Excerpted passage.
########################################
Molly loves sticks, the bigger the better! but this is on a whole new level even for her! (It was fallen she didnt break it)






She sat in the garden with it once home for ages! Her pride and joy! Daft dog!

Feel free to watch more of my videos if you want. Well all need a break from IF and my dogs are my break 

/links


----------



## TreeHugger (Dec 4, 2012)

This made me laugh, I feel like I haven't laughed properly in ages. What a great dog you have!!


----------



## Tiffin (Jan 22, 2015)

The close up on her face half way though was ace....she looked very pleased with herself!!   x


----------



## Bahhumbug (Nov 30, 2014)

That made me smile during a rubbish day. Thank you - she is lovely. I love the idea of her thinking "what of it, humans, nothing to see here". X


----------



## Lilly83 (Jan 19, 2012)
########################################
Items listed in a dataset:
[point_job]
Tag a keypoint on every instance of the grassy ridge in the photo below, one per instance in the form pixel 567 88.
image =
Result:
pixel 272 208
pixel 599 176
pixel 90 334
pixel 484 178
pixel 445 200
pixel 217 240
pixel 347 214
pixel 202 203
########################################
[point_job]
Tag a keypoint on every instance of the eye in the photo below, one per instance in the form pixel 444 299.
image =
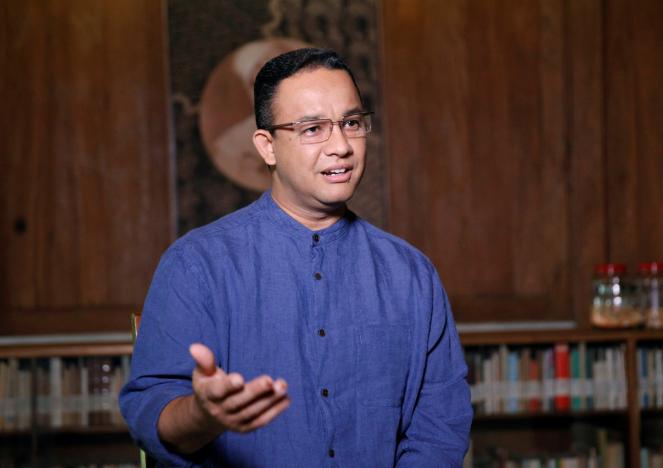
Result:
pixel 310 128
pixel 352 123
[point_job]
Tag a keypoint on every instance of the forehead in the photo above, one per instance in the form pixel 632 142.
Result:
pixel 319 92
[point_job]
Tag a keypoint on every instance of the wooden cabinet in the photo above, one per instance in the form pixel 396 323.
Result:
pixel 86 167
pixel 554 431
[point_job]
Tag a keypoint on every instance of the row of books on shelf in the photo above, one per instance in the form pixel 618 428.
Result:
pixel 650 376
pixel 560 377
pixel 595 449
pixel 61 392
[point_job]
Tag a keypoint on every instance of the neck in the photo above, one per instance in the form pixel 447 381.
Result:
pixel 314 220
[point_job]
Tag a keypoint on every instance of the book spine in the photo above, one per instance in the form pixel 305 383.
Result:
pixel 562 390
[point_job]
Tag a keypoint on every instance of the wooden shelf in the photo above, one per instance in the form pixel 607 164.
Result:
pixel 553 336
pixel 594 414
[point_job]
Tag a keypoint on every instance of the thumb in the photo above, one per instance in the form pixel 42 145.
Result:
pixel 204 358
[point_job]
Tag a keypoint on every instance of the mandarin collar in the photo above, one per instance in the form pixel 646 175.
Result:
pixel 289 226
########################################
Required tasks.
1. List every username that appears as a heading in the forum thread about Molly and the stick.
2. Write the next part of the forum thread about Molly and the stick, picking up right after its final line.

Outputs for the tasks.
1. TreeHugger, Tiffin, Bahhumbug, Lilly83

2.
Love that! Bless her


----------



## Baking Queen (Jul 7, 2014)

That is fantastic- she looks so pleased with herself! 
Thanks for posting.
BQ xxxx


----------



## Turia (Feb 2, 2013)

Love her!

Even got an immediate giggle from my OH - but then he is as dog daft as me... 

Turia x


----------



## swanlake (Nov 7, 2012)

Amazing! 
Had a good chuckle and agree her little face half way through 

Do you hire her out to chop down trees? I have a few that need doing!!


----------



## tattybear (Oct 24, 2010)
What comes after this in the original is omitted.